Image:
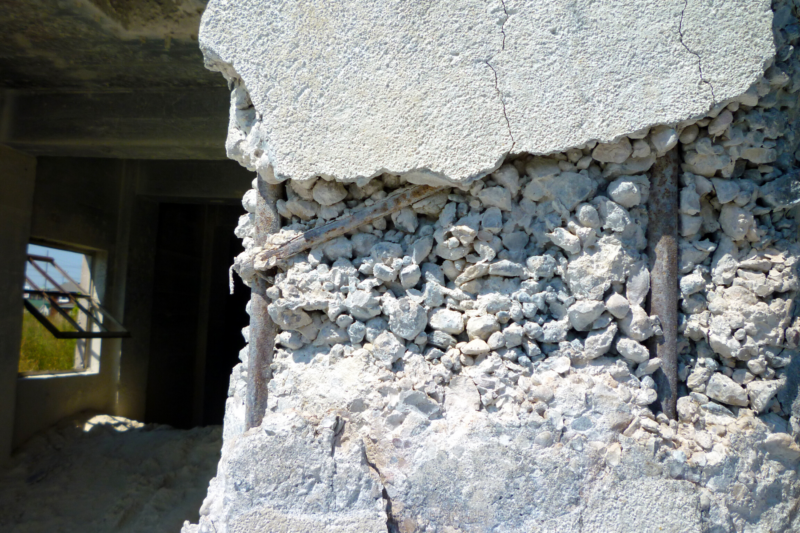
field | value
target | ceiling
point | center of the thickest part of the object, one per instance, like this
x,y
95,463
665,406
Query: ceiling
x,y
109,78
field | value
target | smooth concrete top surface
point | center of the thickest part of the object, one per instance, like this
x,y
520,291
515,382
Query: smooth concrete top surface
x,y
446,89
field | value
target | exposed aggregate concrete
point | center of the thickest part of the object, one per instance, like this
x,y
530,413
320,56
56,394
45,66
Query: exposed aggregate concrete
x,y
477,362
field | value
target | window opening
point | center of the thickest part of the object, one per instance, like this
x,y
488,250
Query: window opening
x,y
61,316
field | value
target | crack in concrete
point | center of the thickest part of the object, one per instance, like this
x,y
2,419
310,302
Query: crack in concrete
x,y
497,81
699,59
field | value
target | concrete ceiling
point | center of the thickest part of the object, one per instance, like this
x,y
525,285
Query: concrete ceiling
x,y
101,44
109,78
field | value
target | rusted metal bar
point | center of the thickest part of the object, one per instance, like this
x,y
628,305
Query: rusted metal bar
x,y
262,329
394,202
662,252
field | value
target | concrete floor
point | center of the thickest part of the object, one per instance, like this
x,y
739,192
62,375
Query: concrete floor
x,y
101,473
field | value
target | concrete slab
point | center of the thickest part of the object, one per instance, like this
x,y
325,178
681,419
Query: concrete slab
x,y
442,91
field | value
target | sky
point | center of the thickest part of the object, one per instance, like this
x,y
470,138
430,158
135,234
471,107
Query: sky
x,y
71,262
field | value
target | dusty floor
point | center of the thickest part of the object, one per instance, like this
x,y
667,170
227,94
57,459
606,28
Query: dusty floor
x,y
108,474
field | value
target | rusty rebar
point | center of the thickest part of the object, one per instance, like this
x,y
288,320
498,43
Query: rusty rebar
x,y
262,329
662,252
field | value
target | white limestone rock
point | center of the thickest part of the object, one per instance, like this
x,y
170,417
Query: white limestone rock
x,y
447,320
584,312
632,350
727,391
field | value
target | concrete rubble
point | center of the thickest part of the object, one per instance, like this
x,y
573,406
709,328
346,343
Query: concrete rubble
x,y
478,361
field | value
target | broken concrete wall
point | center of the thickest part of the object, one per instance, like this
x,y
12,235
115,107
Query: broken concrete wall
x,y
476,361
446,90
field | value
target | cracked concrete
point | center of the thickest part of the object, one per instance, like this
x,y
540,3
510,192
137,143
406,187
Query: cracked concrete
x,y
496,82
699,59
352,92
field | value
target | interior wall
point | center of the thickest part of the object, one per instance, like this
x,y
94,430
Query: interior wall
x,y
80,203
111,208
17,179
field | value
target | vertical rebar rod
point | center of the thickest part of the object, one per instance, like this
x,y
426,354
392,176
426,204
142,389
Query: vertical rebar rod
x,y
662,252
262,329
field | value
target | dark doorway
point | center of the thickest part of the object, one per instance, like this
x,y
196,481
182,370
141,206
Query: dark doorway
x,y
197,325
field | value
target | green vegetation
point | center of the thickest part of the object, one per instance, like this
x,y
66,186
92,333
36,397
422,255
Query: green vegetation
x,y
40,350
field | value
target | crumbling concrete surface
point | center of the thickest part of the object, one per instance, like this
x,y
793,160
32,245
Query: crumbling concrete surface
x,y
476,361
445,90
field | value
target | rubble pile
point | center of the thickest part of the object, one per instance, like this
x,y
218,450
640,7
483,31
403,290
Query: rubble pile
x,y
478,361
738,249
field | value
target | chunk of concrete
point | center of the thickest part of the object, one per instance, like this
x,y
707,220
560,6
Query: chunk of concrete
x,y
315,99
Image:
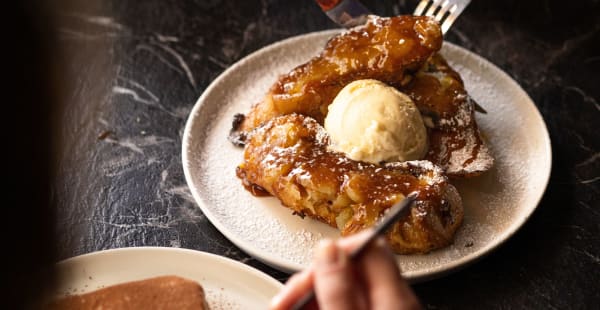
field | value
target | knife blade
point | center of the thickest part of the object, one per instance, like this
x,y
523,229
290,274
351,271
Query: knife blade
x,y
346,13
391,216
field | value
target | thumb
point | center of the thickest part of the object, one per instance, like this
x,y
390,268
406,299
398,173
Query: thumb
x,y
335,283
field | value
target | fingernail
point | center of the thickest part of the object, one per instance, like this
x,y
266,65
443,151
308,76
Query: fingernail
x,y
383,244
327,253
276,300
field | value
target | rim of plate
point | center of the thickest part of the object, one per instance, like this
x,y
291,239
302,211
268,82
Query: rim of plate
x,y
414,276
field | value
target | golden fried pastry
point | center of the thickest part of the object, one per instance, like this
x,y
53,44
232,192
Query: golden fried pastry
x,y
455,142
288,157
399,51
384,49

========

§ **Your objective**: Go back to the records above and write them out exactly, without the pictures.

§ **Completed task**:
Image:
field | value
target | ceiling
point | center of the thickest part of the object, one per instance, like this
x,y
95,463
665,406
Query: ceiling
x,y
109,78
field | value
target | smooth concrete top surface
point | center of the thickest part of the object, one per instance, like this
x,y
520,291
515,382
Query: smooth concrete top surface
x,y
446,89
field | value
target | exposed aggregate concrete
point | center of the thickest part of the object, one per instance, like this
x,y
530,413
320,56
56,394
45,66
Query: exposed aggregate concrete
x,y
477,362
field | value
target | window opening
point | center of the thickest part of the object, one per instance, like this
x,y
488,250
Query: window opening
x,y
61,316
field | value
target | crack in concrete
point | center of the thickest part of the object, one per instance, like this
x,y
2,419
310,302
Query: crack in concrete
x,y
497,81
699,59
field | value
target | concrete ceiling
point | center of the thickest part of the object, one per instance, like this
x,y
525,285
Query: concrete ceiling
x,y
101,44
109,78
field | value
target | rusted metal bar
point | center of the thickest part of the object, one per instance, like this
x,y
628,305
Query: rusted metal bar
x,y
262,329
394,202
662,252
field | value
target | concrete floor
point | center of the thickest part of the object, one per instance, like this
x,y
739,192
62,375
Query: concrete floor
x,y
101,473
field | value
target | concrete slab
point | center of the thickest part of the object, one per instance, like this
x,y
325,178
681,419
Query: concrete slab
x,y
442,91
field | value
target | sky
point | center of the thickest part of the object, one per instance, like this
x,y
470,138
430,158
135,234
471,107
Query: sky
x,y
71,262
field | value
target | dusty floor
point | center of the thickest part of the object, one per instance, like this
x,y
667,170
227,94
57,459
606,28
Query: dusty floor
x,y
108,474
field | value
target | rusty rebar
point | center of the thickest part of the object, one per instance, like this
x,y
288,320
498,43
Query: rusty rebar
x,y
262,329
662,252
field | value
target | white limestone rock
point | center of the thickest part of the object, one per instance, like this
x,y
170,417
Query: white limestone rock
x,y
447,320
584,312
632,350
727,391
field | value
target | concrete rubble
point | center of the thickest part of the object, one per instance, like this
x,y
573,406
709,328
346,343
Query: concrete rubble
x,y
478,361
field | value
target | broken concrete wall
point | center of the thickest part of the object, one per instance, like this
x,y
12,235
115,107
Query: broken concrete wall
x,y
476,361
446,90
field | value
target | cracked concrete
point | center of the thickest part of the object, one per instance, like this
x,y
540,3
510,192
137,143
406,187
Query: cracked concrete
x,y
496,82
699,59
352,92
field | value
target | interior wall
point | center of the thickest part of the object, one per instance, like this
x,y
94,430
Query: interior wall
x,y
80,203
111,208
17,179
field | value
target | vertical rebar rod
point | center of the thickest part of the object, one per instance, like this
x,y
426,354
392,176
426,204
142,389
Query: vertical rebar rod
x,y
662,252
262,329
field | value
target | dark doorway
point | center of the thickest part of the object, one per instance, like this
x,y
196,481
182,370
141,206
Query: dark doorway
x,y
197,325
field | value
target | green vegetation
point | center of the thickest part of the object, one per instance, like this
x,y
66,186
92,333
36,397
422,255
Query: green vegetation
x,y
40,350
field | value
target | crumbling concrete surface
point | center of the thickest part of the object, one per instance, like this
x,y
793,160
32,245
Query: crumbling concrete surface
x,y
476,361
445,90
field | value
target | rubble pile
point | center of the thickest part of the object, one per instance, like this
x,y
218,450
640,7
483,31
403,290
Query: rubble pile
x,y
478,361
738,249
field | value
target | chunk of concrete
point | center of the thickest part of the object, one per instance, like this
x,y
707,220
560,6
Query: chunk of concrete
x,y
315,99
Image:
field | value
target | knife blade
point | center of the thickest part of the object, one per instance, like this
x,y
523,229
290,274
351,271
Query: knife blade
x,y
346,13
391,216
field | value
target | thumb
point | center of the thickest part of the object, one per instance, like this
x,y
390,268
406,299
398,173
Query: thumb
x,y
335,283
field | value
target | fingernail
point | center of the thickest part of the object, one per instance, like this
x,y
266,65
443,151
308,76
Query: fingernail
x,y
383,244
327,253
276,300
field | value
target | rim of plate
point | center of the thickest part of the object, one per instance, like this
x,y
291,239
302,211
268,82
Query: rim of plate
x,y
414,276
field | value
target | golden fried pastry
point | center of the thickest part of the object, one per instance, like this
x,y
53,44
232,192
Query: golden fried pastry
x,y
455,142
288,157
399,51
384,49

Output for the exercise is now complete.